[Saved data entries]

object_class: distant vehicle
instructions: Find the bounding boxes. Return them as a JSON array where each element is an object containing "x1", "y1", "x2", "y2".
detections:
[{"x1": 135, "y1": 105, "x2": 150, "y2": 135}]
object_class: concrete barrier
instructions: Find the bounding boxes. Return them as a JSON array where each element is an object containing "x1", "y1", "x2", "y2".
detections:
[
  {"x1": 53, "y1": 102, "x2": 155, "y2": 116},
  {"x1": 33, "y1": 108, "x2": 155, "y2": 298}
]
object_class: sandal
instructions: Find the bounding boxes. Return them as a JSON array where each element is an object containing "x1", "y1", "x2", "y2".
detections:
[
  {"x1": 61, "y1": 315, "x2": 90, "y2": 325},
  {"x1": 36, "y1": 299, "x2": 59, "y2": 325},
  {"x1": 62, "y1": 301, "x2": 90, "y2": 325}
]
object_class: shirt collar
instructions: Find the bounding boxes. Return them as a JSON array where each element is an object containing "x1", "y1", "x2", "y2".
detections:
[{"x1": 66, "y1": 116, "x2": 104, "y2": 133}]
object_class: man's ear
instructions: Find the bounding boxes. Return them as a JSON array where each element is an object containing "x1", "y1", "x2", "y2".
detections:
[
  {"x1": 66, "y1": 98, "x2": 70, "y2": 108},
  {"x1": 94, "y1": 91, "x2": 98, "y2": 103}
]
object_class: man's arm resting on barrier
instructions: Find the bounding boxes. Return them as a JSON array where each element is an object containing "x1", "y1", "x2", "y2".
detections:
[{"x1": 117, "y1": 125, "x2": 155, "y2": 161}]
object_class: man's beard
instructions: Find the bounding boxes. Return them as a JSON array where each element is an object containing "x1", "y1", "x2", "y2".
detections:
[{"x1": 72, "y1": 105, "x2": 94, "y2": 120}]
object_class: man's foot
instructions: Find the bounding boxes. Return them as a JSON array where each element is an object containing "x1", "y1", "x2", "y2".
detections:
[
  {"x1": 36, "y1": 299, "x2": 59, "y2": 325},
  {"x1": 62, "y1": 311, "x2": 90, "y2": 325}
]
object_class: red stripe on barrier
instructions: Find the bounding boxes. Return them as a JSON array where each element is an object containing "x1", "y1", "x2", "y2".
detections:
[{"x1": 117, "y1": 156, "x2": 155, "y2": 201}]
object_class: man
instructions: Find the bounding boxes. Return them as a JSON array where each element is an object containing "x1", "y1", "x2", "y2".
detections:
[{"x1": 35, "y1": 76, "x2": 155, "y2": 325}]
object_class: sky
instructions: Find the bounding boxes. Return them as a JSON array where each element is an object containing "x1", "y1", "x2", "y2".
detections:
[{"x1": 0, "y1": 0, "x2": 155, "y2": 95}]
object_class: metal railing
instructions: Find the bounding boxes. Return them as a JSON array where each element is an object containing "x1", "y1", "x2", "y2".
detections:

» **Written request**: Copy out, word for word, the lines from the one holding "object_class: man's beard" through the end of the entries, both ends included.

» **Written solution**:
object_class: man's beard
instructions: Find the bounding boxes. Return them as a JSON array where each element is an object containing "x1", "y1", "x2", "y2".
detections:
[{"x1": 72, "y1": 105, "x2": 94, "y2": 120}]
object_class: man's foot
instructions: Find the bounding boxes. Return them as a JSON array where each element is an object containing "x1", "y1", "x2", "y2".
detections:
[
  {"x1": 36, "y1": 299, "x2": 59, "y2": 325},
  {"x1": 62, "y1": 311, "x2": 90, "y2": 325}
]
object_class: red stripe on barrier
instructions: Find the bounding boxes. Return them as a JSON array where each element is an object containing "x1", "y1", "x2", "y2".
detections:
[{"x1": 117, "y1": 156, "x2": 155, "y2": 201}]
object_class: man
instructions: Find the bounding boxes. Return them as a JSON array where each element is an object containing "x1", "y1", "x2", "y2".
detections:
[{"x1": 35, "y1": 76, "x2": 155, "y2": 325}]
object_class: sky
instructions: Find the bounding boxes. Return them as a JSON array where each element is an object containing "x1", "y1", "x2", "y2".
detections:
[{"x1": 0, "y1": 0, "x2": 155, "y2": 95}]
object_class: metal railing
instructions: Find the bounding boxes. Return them as a JSON array where each element is an object containing "x1", "y1", "x2", "y2".
detections:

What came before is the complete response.